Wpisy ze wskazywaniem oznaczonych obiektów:
"""
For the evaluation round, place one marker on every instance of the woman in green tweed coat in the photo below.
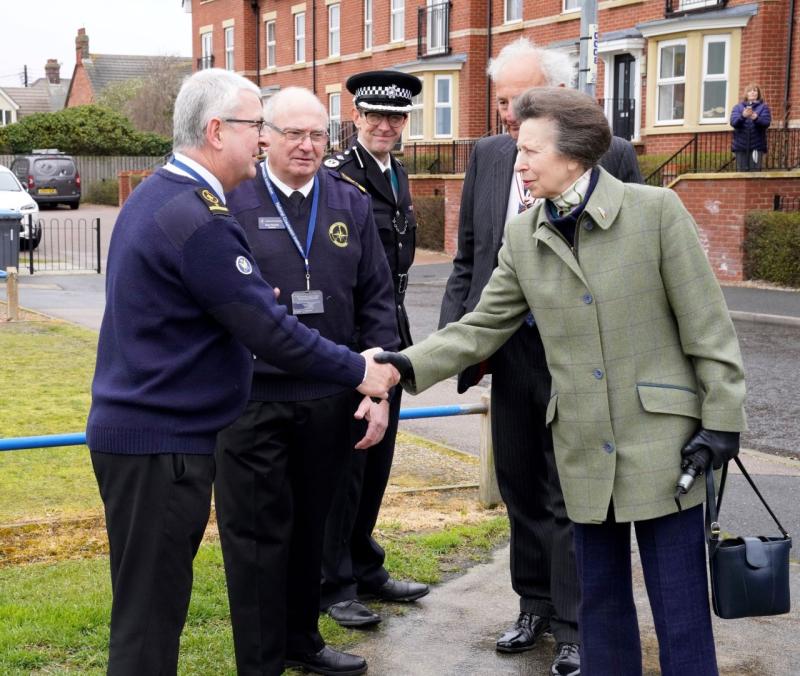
(645, 365)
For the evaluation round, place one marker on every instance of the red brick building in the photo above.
(666, 68)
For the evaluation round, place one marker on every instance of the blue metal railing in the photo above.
(79, 438)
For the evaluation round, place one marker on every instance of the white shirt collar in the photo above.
(212, 180)
(383, 166)
(285, 189)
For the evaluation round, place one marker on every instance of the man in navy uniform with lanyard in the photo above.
(314, 238)
(352, 559)
(186, 308)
"""
Czy możesz przepisać słowo w słowo wszystkie powyższe wpisy, pomijając w odpowiedzi obrazy?

For the evaluation round, place one marker on every instance of the woman in green tweed coat in the photo below.
(645, 365)
For the evaluation round, place one marker on every instance of the red brick building in the photo above.
(666, 68)
For the evaluation round, place one marker on every instance of the blue metal railing in the photo above.
(79, 438)
For the evaluation round, place one marker on every instance of the white shirt collar in the photo above.
(212, 180)
(383, 166)
(285, 189)
For the evaluation round, place one marker on every instance of the man in navy uniform with lanyard in the photo above.
(314, 238)
(352, 559)
(186, 308)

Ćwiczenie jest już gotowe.